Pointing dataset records
==============================
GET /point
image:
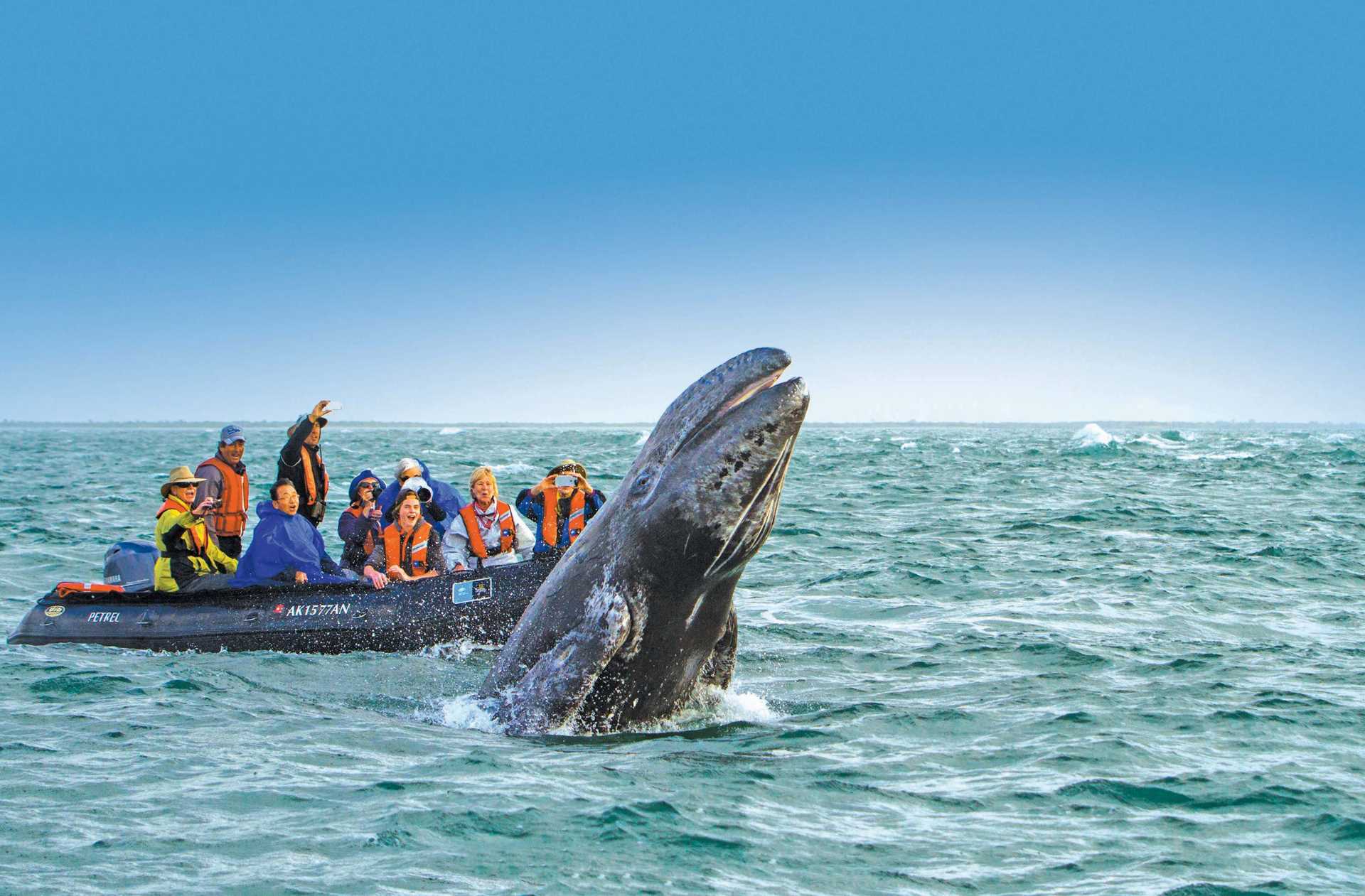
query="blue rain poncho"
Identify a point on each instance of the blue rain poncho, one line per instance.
(282, 546)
==============================
| What is being asked |
All entries must be written out again exactly as given, with no pictures in the copy.

| Solution for this exercise |
GET /point
image:
query="blue rain poncho"
Identify a point on each instance of the blue rain poncho, one line per instance.
(282, 546)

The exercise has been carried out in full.